== Consignes ==
1) Relevez toutes les années mentionnées dans le texte d'étude.
2) Reproduisez le passage du texte d'étude qui va de « En 945, la rébellion » jusqu'à « de bons dinars. » inclus.

En 945, la rébellion bouyide sonna le glas du pouvoir central abbasside. Ce fut également la fin d’une monnaie commune au monde musulman. Si les termes de dinar et de dirhem évoquaient encore des pièces d’or et d’argent, la diversité des poids et des teneurs en métal précieux, ainsi que l’agencement des légendes devinrent le reflet des ambitions et des moyens financiers de chaque dynastie. Principale exception en ces temps troublés, l’Égypte des Fatimides (969-1171) était un pays prospère. Contrôlant les débouchés de l’or soudanais et occupant une situation stratégique sur les grandes voies commerciales, elle poursuivit longtemps la frappe de bons dinars.

== Enregistrements affichés ==

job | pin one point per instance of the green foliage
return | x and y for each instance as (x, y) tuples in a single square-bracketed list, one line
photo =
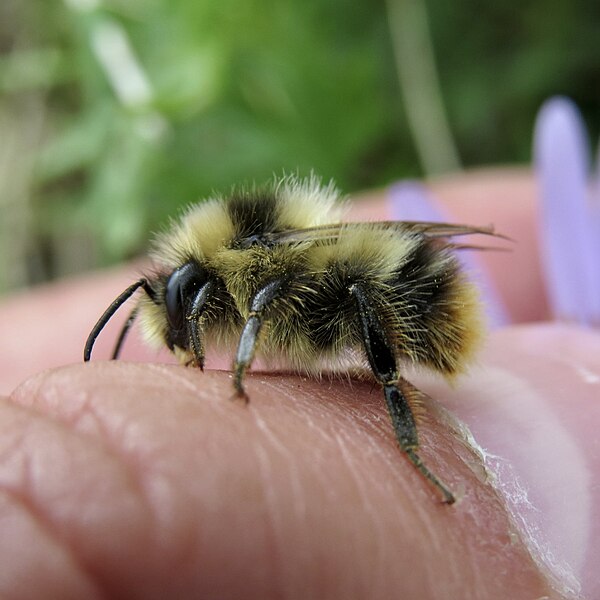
[(230, 91)]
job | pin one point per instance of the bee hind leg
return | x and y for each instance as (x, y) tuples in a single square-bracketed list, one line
[(382, 359)]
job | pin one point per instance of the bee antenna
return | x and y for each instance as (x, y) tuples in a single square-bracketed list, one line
[(108, 314), (124, 331)]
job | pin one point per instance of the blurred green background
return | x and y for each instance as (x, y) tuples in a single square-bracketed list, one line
[(115, 114)]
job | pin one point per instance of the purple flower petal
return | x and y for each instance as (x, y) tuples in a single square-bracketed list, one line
[(570, 252), (410, 201)]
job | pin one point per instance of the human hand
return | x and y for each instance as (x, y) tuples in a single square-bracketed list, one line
[(143, 480)]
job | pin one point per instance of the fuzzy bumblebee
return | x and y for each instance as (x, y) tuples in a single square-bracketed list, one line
[(274, 272)]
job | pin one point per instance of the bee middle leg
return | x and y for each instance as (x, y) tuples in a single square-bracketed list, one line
[(382, 359), (249, 337)]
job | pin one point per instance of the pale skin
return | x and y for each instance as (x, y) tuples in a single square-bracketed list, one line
[(133, 480)]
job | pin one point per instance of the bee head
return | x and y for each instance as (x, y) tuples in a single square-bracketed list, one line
[(183, 296)]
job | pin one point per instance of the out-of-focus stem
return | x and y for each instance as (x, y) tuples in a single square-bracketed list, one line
[(420, 87)]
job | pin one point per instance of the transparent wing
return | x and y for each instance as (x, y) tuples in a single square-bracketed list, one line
[(331, 232)]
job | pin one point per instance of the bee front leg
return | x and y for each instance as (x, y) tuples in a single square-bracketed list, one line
[(381, 356), (249, 338)]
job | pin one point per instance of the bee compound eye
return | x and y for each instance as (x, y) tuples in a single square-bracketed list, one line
[(181, 287)]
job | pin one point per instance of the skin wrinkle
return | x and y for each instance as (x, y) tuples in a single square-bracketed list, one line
[(111, 443), (369, 509), (280, 447), (25, 498), (273, 521), (61, 554)]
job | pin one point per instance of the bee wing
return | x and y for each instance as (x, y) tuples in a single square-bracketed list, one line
[(332, 232)]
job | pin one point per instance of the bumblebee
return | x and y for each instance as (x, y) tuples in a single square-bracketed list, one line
[(275, 272)]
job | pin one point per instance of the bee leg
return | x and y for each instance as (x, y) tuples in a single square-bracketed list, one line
[(194, 322), (249, 337), (382, 359)]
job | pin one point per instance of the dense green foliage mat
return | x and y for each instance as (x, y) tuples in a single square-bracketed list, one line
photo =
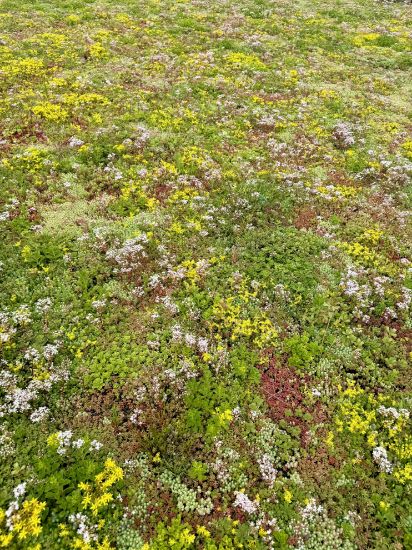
[(206, 276)]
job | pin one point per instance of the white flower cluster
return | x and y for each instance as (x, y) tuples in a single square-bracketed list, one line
[(66, 441), (129, 255), (180, 337), (18, 493), (83, 528), (243, 502), (267, 470), (380, 456)]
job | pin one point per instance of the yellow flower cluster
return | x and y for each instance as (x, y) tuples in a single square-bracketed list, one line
[(25, 521), (246, 61), (360, 253), (51, 112), (98, 51), (24, 68), (378, 422), (407, 149), (227, 314), (84, 99), (98, 497)]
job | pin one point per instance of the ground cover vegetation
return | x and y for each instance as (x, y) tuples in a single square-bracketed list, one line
[(206, 275)]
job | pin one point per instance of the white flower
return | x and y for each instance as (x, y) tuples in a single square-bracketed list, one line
[(244, 503), (39, 414)]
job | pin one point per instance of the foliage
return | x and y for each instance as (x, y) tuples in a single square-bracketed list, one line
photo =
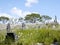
[(32, 36), (33, 17)]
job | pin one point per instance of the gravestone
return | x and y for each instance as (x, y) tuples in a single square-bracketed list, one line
[(10, 37)]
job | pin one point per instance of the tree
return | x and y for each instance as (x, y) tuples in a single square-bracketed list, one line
[(32, 17), (20, 19), (3, 19), (46, 18)]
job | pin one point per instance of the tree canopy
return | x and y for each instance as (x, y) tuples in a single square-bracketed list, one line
[(32, 17)]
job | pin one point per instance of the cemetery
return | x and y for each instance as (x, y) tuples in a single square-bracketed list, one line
[(30, 33)]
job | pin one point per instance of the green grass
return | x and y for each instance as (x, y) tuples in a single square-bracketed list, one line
[(32, 36)]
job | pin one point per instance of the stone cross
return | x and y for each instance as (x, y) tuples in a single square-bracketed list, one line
[(8, 27)]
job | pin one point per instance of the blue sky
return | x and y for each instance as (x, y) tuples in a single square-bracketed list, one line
[(19, 8)]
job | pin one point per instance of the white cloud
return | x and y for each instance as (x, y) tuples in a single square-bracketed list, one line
[(30, 2), (20, 12), (4, 14)]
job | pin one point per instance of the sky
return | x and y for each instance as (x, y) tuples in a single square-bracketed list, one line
[(20, 8)]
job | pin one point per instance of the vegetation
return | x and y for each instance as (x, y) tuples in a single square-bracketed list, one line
[(32, 36)]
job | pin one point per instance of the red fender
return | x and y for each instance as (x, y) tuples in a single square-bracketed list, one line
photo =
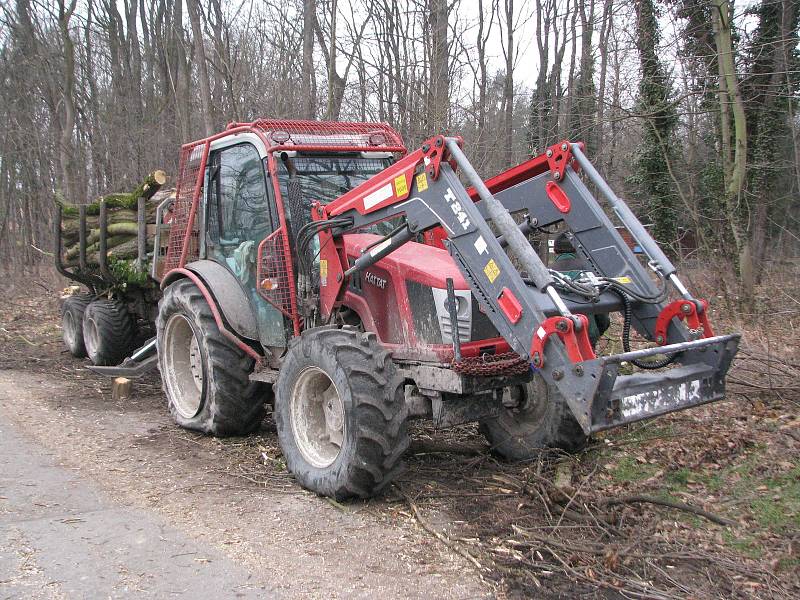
[(212, 304)]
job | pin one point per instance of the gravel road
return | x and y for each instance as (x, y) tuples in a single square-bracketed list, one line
[(107, 499)]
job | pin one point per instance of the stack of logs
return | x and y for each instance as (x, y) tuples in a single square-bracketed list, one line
[(122, 227)]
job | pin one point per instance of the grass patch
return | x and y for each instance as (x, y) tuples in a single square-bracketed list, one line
[(627, 470), (745, 544)]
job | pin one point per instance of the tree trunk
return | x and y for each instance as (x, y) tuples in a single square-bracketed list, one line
[(193, 6), (737, 168)]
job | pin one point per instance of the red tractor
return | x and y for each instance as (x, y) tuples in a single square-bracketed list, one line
[(360, 286)]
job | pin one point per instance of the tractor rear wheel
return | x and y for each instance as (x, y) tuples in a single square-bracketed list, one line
[(534, 417), (108, 332), (205, 376), (72, 323), (340, 413)]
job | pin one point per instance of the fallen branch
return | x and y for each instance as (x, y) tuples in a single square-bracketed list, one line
[(442, 538), (671, 504)]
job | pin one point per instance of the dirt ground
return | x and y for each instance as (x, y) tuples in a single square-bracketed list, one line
[(700, 504)]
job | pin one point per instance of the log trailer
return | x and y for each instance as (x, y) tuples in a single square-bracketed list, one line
[(355, 285)]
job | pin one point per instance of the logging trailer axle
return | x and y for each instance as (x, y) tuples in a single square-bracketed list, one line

== Corrigé ==
1) 945, 969 et 1171.

2)
En 945, la rébellion bouyide sonna le glas du pouvoir central abbasside. Ce fut également la fin d’une monnaie commune au monde musulman. Si les termes de dinar et de dirhem évoquaient encore des pièces d’or et d’argent, la diversité des poids et des teneurs en métal précieux, ainsi que l’agencement des légendes devinrent le reflet des ambitions et des moyens financiers de chaque dynastie. Principale exception en ces temps troublés, l’Égypte des Fatimides (969-1171) était un pays prospère. Contrôlant les débouchés de l’or soudanais et occupant une situation stratégique sur les grandes voies commerciales, elle poursuivit longtemps la frappe de bons dinars.